## REQUIRED WORK
Write out the listing below exactly as it appears, leaving out the pictures.

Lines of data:

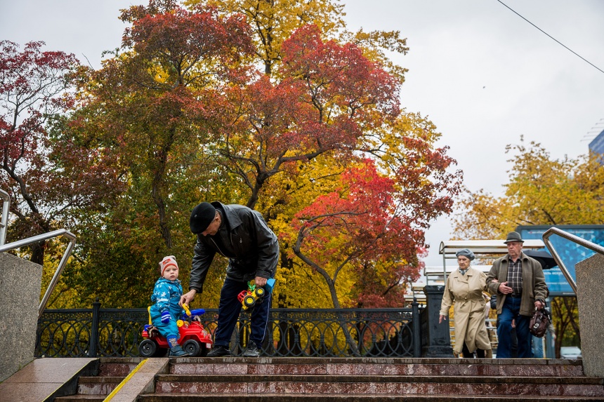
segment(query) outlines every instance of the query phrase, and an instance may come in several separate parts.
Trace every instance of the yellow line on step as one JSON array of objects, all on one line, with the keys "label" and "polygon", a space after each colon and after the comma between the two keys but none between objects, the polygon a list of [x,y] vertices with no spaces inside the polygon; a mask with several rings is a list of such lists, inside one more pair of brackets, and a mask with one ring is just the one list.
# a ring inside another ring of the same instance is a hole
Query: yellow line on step
[{"label": "yellow line on step", "polygon": [[149,360],[149,359],[145,359],[145,360],[143,360],[143,361],[141,361],[140,363],[138,363],[138,366],[137,366],[136,367],[135,367],[135,368],[134,368],[134,370],[133,370],[132,371],[131,371],[131,372],[130,372],[130,374],[129,374],[128,375],[126,375],[126,378],[124,378],[124,380],[122,380],[122,382],[120,382],[119,384],[117,384],[117,387],[115,387],[115,389],[114,389],[114,390],[111,392],[111,394],[110,394],[109,395],[107,395],[107,398],[105,398],[105,400],[103,401],[103,402],[109,402],[110,401],[111,401],[112,398],[113,398],[114,396],[115,396],[115,395],[116,395],[116,394],[119,391],[119,390],[120,390],[120,389],[122,389],[122,387],[124,387],[124,385],[126,385],[126,382],[128,382],[130,380],[130,379],[131,379],[131,378],[132,378],[132,376],[133,376],[133,375],[134,375],[136,373],[136,372],[137,372],[137,371],[138,371],[138,370],[139,370],[141,367],[143,367],[143,364],[145,364],[145,363],[147,363],[147,360]]}]

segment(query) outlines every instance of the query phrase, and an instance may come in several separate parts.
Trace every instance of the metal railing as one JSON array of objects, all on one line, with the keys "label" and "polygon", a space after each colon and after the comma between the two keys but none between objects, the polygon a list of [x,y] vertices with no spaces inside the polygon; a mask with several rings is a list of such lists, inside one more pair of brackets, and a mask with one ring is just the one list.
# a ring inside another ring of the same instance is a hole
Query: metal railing
[{"label": "metal railing", "polygon": [[8,224],[8,208],[11,206],[11,196],[0,189],[0,198],[2,199],[2,217],[0,218],[0,246],[6,241],[6,225]]},{"label": "metal railing", "polygon": [[[201,318],[213,333],[218,310],[206,309]],[[249,319],[242,311],[233,332],[235,356],[249,340]],[[148,319],[146,309],[100,309],[98,302],[92,309],[48,309],[38,320],[35,356],[136,356]],[[419,323],[417,303],[406,309],[272,309],[263,356],[420,357]]]},{"label": "metal railing", "polygon": [[552,245],[551,242],[549,241],[549,237],[552,234],[557,234],[563,239],[570,240],[579,246],[582,246],[583,247],[589,248],[589,250],[603,255],[604,255],[604,247],[591,243],[591,241],[588,241],[587,240],[575,236],[574,234],[571,234],[567,232],[565,232],[558,229],[557,227],[551,227],[543,234],[543,242],[545,243],[546,247],[549,250],[550,253],[551,253],[551,256],[553,257],[554,260],[556,260],[556,264],[558,264],[558,266],[560,267],[560,270],[564,274],[564,277],[566,278],[566,280],[568,281],[568,284],[570,285],[570,287],[572,288],[572,291],[575,292],[575,294],[576,295],[577,283],[575,282],[575,279],[572,279],[572,276],[570,275],[566,266],[564,265],[564,262],[562,262],[562,259],[560,259],[560,255],[558,255],[558,253],[556,251],[556,249],[553,248],[553,245]]},{"label": "metal railing", "polygon": [[42,311],[44,311],[44,309],[46,307],[46,303],[48,302],[48,298],[51,297],[51,293],[53,293],[55,286],[57,285],[57,282],[59,281],[59,277],[61,276],[63,268],[65,268],[65,264],[67,262],[67,260],[71,255],[72,251],[75,246],[76,236],[65,229],[60,229],[58,230],[49,232],[48,233],[34,236],[29,239],[5,244],[4,240],[6,239],[6,230],[8,220],[8,205],[11,203],[11,196],[4,190],[0,190],[0,196],[4,199],[2,207],[2,218],[1,221],[0,221],[0,253],[10,251],[11,250],[15,250],[20,247],[23,247],[24,246],[29,246],[29,244],[33,244],[44,240],[48,240],[60,236],[67,237],[70,241],[67,243],[67,248],[65,248],[65,253],[63,253],[63,256],[61,257],[60,262],[59,262],[59,266],[57,267],[57,269],[55,271],[55,274],[53,276],[51,283],[48,283],[48,287],[46,288],[44,296],[40,302],[40,305],[38,307],[38,318],[39,319],[40,316],[42,315]]}]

## FULL OUTPUT
segment(query) outlines every instance of the query phrase, and an instance may come in several separate parts.
Trace every instance of the yellow line on step as one JSON array of objects, all on one line, with the keys "label" and "polygon", a space after each colon and after the comma between the two keys but none between objects, the polygon a list of [x,y] vertices with no spaces inside the polygon; a mask with several rings is a list of such lists, inside one more pair of brackets, and a mask with one ring is just the one list.
# a ring inside another ring of the same instance is a hole
Query: yellow line on step
[{"label": "yellow line on step", "polygon": [[149,360],[149,359],[145,359],[145,360],[143,360],[143,361],[141,361],[140,363],[138,363],[138,366],[137,366],[136,367],[135,367],[135,368],[134,368],[134,370],[133,370],[132,371],[131,371],[131,372],[130,372],[130,374],[129,374],[128,375],[126,375],[126,378],[124,378],[124,380],[122,380],[122,382],[120,382],[119,384],[117,384],[117,387],[115,387],[115,389],[114,389],[114,390],[111,392],[111,394],[110,394],[109,395],[107,395],[107,398],[105,398],[105,400],[103,401],[103,402],[109,402],[110,401],[111,401],[112,398],[113,398],[114,396],[115,396],[115,395],[116,395],[116,394],[119,391],[119,390],[120,390],[120,389],[122,389],[122,387],[124,387],[124,385],[126,385],[126,382],[128,382],[130,380],[130,379],[131,379],[131,378],[132,378],[132,376],[133,376],[133,375],[134,375],[136,373],[136,372],[137,372],[137,371],[138,371],[138,370],[139,370],[141,367],[143,367],[143,364],[145,364],[145,363],[147,363],[147,360]]}]

segment(query) outlines every instance of the query phrase, and an instance may come in several separate parts.
Trace every instance of the metal railing as one JSON array of objects, all on one line, with the keys "label" and "polygon", a space after each colon and after the comma between the two keys but none between objects, the polygon a list of [x,y] vertices with no spaces inside the polygon; a mask with several rings is a list of such lists, inside one more pair of brackets, and a mask with one ring is just the one list.
# a ring inside another ring of the same instance is a hole
Query: metal railing
[{"label": "metal railing", "polygon": [[8,224],[8,208],[11,206],[11,196],[0,189],[0,198],[2,199],[2,217],[0,218],[0,246],[6,241],[6,225]]},{"label": "metal railing", "polygon": [[[201,318],[213,333],[218,310],[206,309]],[[249,319],[242,311],[233,332],[235,356],[249,340]],[[148,319],[146,309],[100,309],[98,302],[92,309],[48,309],[38,320],[35,356],[136,356]],[[419,323],[417,303],[406,309],[272,309],[263,356],[420,357]]]},{"label": "metal railing", "polygon": [[552,245],[551,242],[549,241],[549,237],[552,234],[557,234],[563,239],[570,240],[579,246],[582,246],[583,247],[589,248],[589,250],[603,255],[604,255],[604,247],[591,243],[591,241],[588,241],[587,240],[575,236],[574,234],[571,234],[567,232],[565,232],[558,229],[557,227],[551,227],[543,234],[543,242],[545,243],[546,247],[549,250],[550,253],[551,253],[551,256],[553,257],[554,260],[556,260],[556,264],[558,264],[558,266],[560,267],[560,270],[564,274],[564,277],[566,278],[566,280],[568,281],[568,284],[570,285],[570,287],[572,288],[572,291],[575,292],[575,294],[576,295],[577,283],[575,282],[575,279],[572,279],[572,276],[570,275],[566,266],[564,265],[564,262],[562,262],[562,259],[560,259],[560,255],[558,255],[558,253],[556,251],[556,249],[553,248],[553,245]]},{"label": "metal railing", "polygon": [[42,311],[44,311],[44,309],[46,307],[46,303],[48,302],[48,298],[51,297],[51,293],[53,293],[55,286],[57,285],[57,282],[59,281],[59,277],[61,276],[63,268],[65,268],[65,264],[67,262],[67,260],[71,255],[72,251],[75,246],[76,236],[65,229],[60,229],[58,230],[49,232],[48,233],[34,236],[29,239],[5,244],[4,240],[6,239],[6,230],[8,220],[8,205],[11,203],[11,196],[4,190],[0,190],[0,196],[4,199],[2,207],[2,218],[1,221],[0,221],[0,253],[10,251],[11,250],[15,250],[20,247],[23,247],[24,246],[29,246],[29,244],[33,244],[44,240],[48,240],[60,236],[67,237],[70,241],[67,243],[67,248],[65,248],[65,253],[63,253],[63,256],[61,257],[60,262],[59,262],[59,266],[57,267],[57,269],[55,271],[55,274],[53,276],[51,283],[48,283],[48,287],[46,288],[44,296],[40,302],[40,305],[38,307],[38,318],[39,319],[40,316],[42,315]]}]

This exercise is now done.